▶ _RECORDS FOR THE EXERCISE_:
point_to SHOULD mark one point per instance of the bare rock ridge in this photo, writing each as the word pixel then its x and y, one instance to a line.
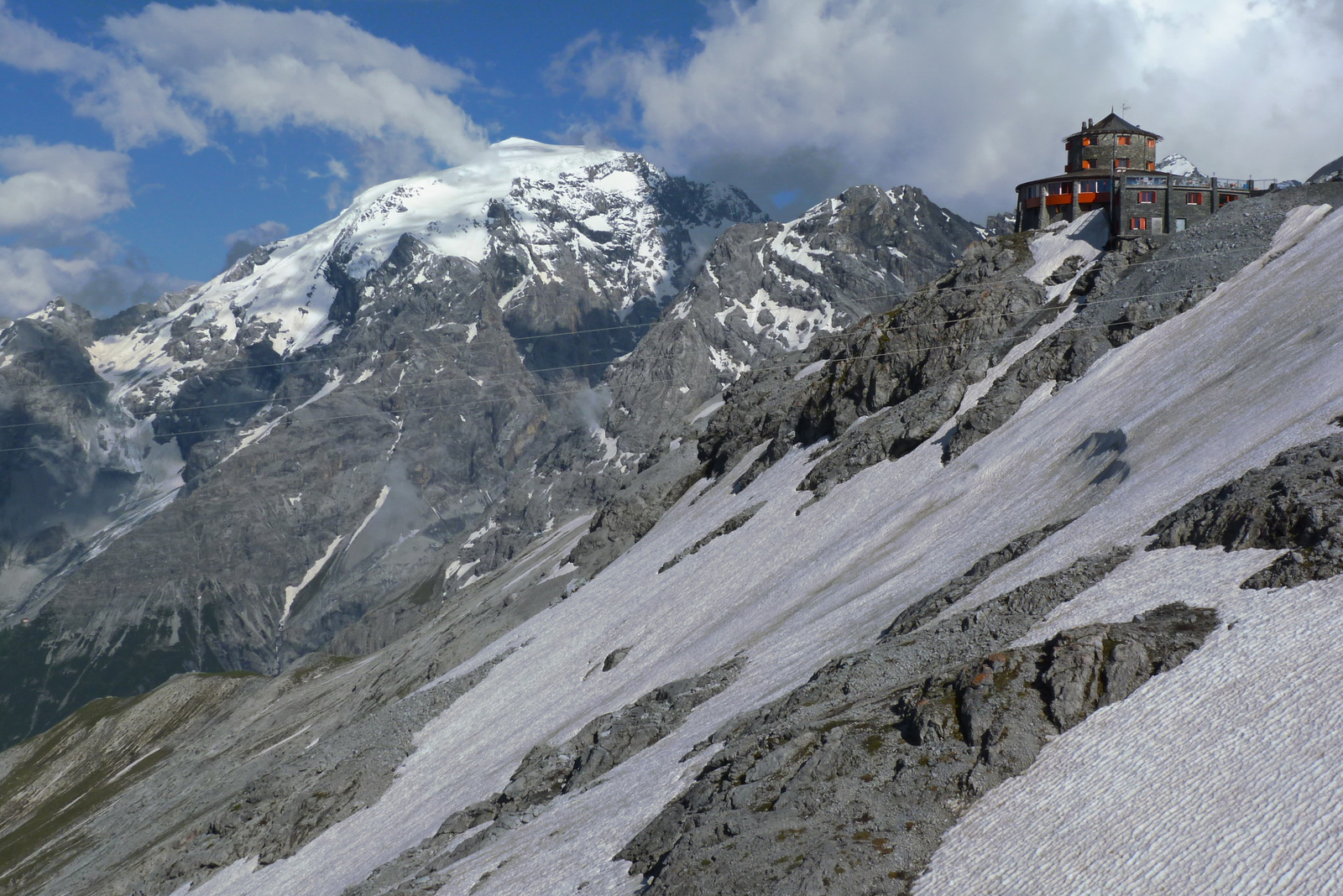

--

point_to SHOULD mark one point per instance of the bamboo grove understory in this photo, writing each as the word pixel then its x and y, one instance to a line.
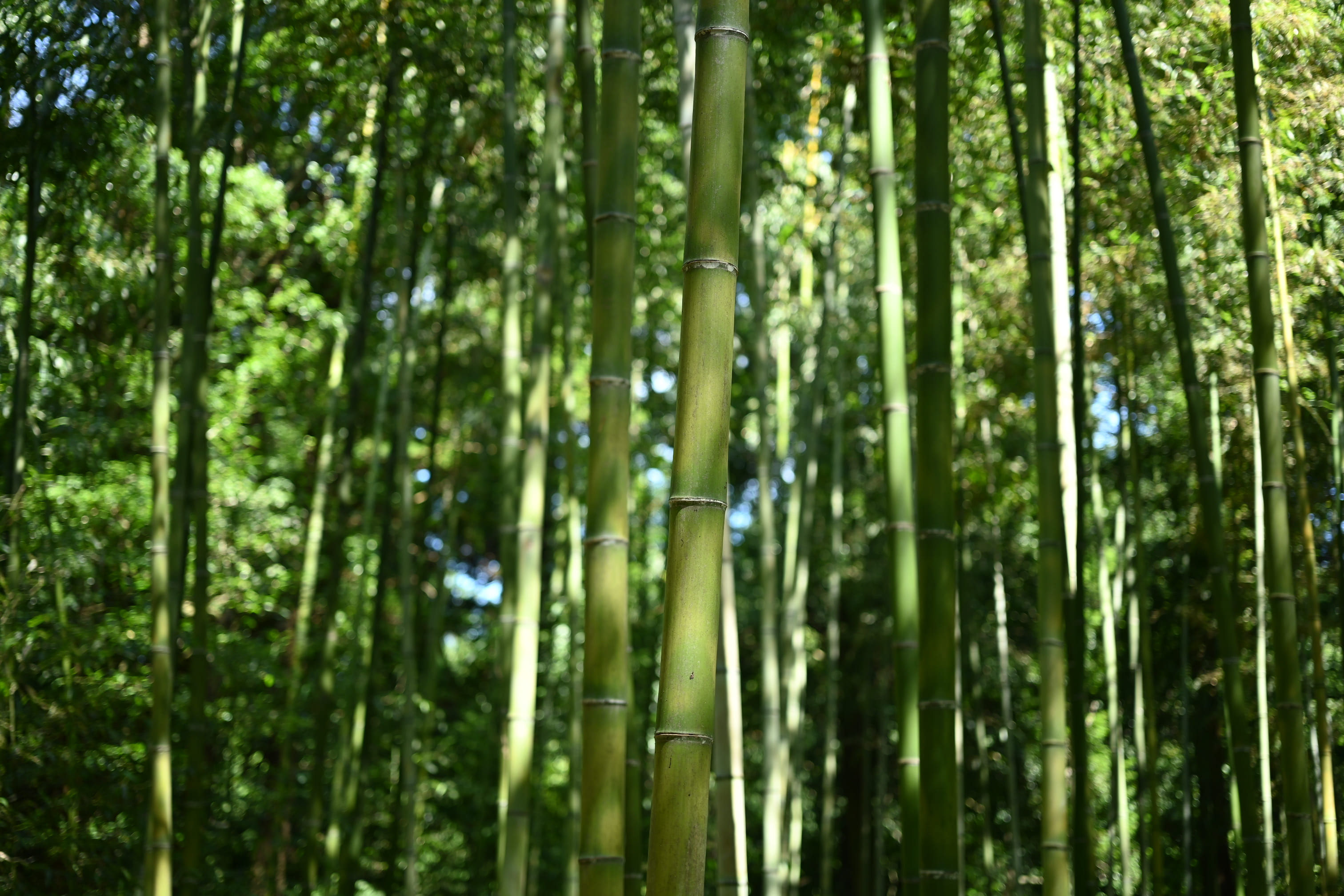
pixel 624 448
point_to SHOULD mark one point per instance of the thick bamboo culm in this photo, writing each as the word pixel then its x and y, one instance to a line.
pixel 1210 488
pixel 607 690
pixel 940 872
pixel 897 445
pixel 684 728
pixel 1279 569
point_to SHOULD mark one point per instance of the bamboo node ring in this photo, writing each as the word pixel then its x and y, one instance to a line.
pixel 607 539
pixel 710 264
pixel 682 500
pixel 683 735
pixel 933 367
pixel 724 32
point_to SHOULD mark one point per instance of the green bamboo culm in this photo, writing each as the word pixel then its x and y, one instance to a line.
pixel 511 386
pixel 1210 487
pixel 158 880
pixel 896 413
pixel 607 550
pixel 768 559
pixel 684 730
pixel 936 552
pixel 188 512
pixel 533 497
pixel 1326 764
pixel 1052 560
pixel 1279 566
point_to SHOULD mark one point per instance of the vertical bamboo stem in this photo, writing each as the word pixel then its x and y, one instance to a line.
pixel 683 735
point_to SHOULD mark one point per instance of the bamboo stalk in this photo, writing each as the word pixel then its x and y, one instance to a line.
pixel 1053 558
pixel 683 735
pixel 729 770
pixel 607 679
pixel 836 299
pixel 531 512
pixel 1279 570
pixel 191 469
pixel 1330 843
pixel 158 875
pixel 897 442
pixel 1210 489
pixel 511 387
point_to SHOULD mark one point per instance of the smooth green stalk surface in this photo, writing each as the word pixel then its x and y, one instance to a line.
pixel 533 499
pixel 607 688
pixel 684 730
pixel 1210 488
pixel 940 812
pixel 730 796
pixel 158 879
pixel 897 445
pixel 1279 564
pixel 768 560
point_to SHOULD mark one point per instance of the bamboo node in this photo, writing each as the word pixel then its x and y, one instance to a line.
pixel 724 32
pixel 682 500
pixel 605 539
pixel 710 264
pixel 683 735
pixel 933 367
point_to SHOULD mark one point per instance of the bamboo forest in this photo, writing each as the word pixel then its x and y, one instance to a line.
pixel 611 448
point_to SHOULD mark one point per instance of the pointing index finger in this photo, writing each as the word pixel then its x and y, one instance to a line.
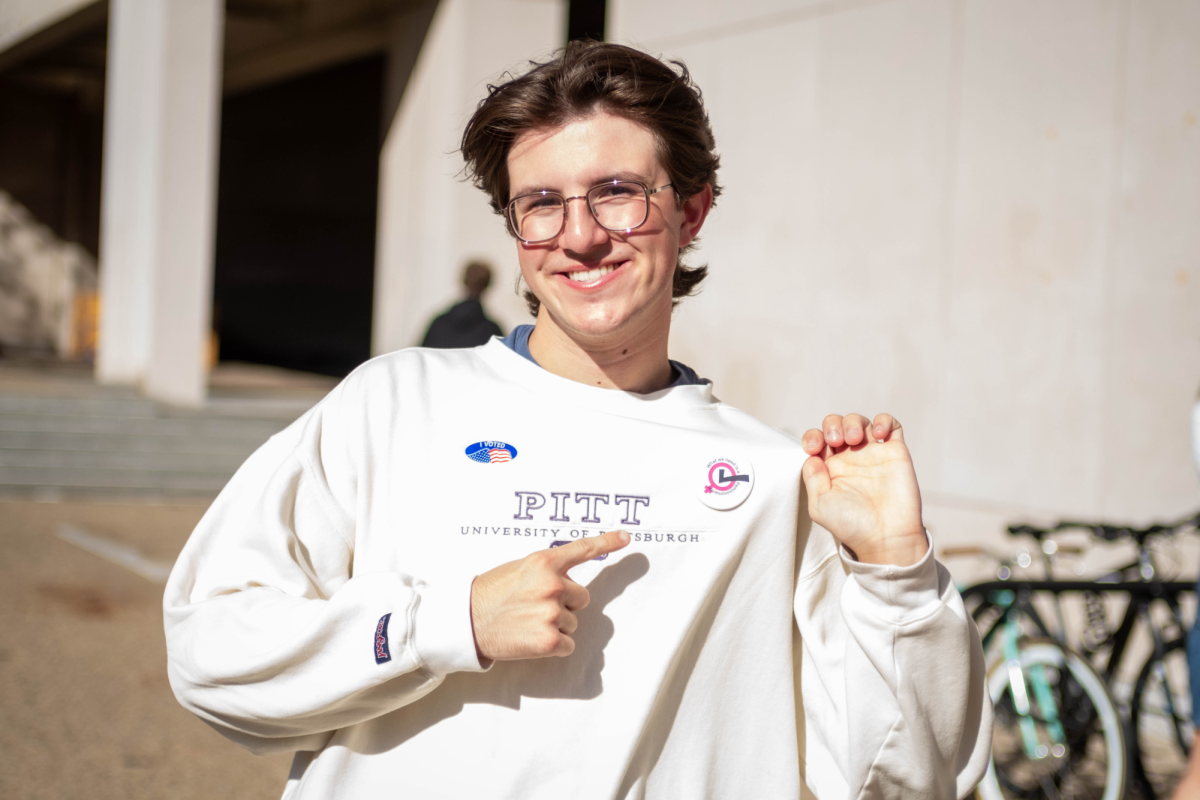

▶ _GIVEN EXERCISE_:
Locate every line in the data above that contains the word "green", and copy each such line in full.

▶ _RESPONSE BELOW_:
point_to SHOULD mark one point per instance of the green bamboo culm in this photo, writing each as the word pixel then its x and y, one instance to a line.
point_to SHOULD mark one point per instance of the smooth green stalk surface in this photo, writing each as the word pixel then its x and y, one instance to a line.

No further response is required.